• _Extracted text_
NARRATOR: Such television images as these, fixed on scenes of unimaginable brutality and human wreckage, were becoming potent weapons in the war over Kosovo. These images made clear the uncomfortable truth for the U.S. and its allies. The Kosovo crisis was inescapable.

As the pictures from Gornje Obrinje reached Washington, Clinton's foreign policy advisers were gathering at the White House.

Amb. RICHARD HOLBROOKE, Special Envoy - Balkans: That day, there was a principals' committee meeting, which I happened to be attending in person in Washington. The Times sat in the middle of the oak table in the middle of the situation room like a silent witness of what was going on.

MADELEINE ALBRIGHT: When the pictures showed up of these massacres and there was this sense- the sense that I'd had from the very beginning of the year, that we had- were reliving the stories of Srebrenica and the terrible things that had happened in Bosnia, and that we knew better now, that we shouldn't be allowing these kinds of things to happen.

Amb. RICHARD HOLBROOKE: And it was one of those rare times where a photograph just kind of- the terrible photograph of that dead person in that village was kind of a reminder of a reality, and it had a very real effect on the dialogue.

NARRATOR: At that meeting, the president's team reached a pivotal decision: If Milosevic didn't pull back in Kosovo, the U.S. and its allies would use military force. In a way, finally reaching that decision was the easy part. Selling that idea politically at that particular moment presented a even more formidable challenge.

Rep. HENRY HYDE (R-IL), House Judiciary Committee Chairman: [committee hearing] On September 18th, the House of Representatives passed a resolution with strong bipartisan support directing the referral from the Office of Independent Counsel to this committee.

IVO DAALDER, NSC Dir. European Affairs ('95-'97): Clearly, when you get in a situation in which the House and the Senate are considering and then starting down the road of impeaching the president, that's not a good time to go to war, particularly in a situation where the interests of the United States are not as clear-cut as they would be in, say, the Persian Gulf, or if the United States or one of its allies was directly attacked.

• _Instruction 1_
According to the Kosovo transcript, what did the president's team decide at the principals' committee meeting?
The Kosovo transcript and the records have nothing to do with each other.

• _Supplied information_
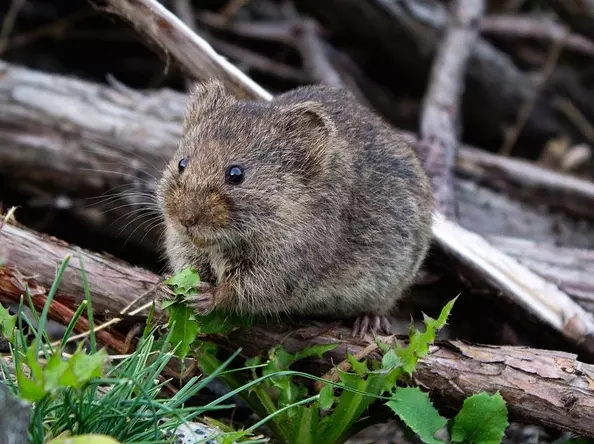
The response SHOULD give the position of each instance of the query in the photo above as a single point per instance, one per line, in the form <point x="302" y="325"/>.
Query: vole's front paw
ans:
<point x="204" y="301"/>
<point x="371" y="324"/>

• _Instruction 2_
Can you write out every line of the records again, requests included, but scale each point coordinate in the answers by 1.4 and round to whole numbers with halves rounded up? Leave the pictures out.

• _Answer 1_
If Milosevic didn't pull back in Kosovo, the U.S. and its allies would use military force.

• _Answer 2_
The response SHOULD give the position of each instance of the query in the photo above as a single point per instance, one per line, in the form <point x="302" y="325"/>.
Query: vole's front paw
ans:
<point x="286" y="421"/>
<point x="519" y="454"/>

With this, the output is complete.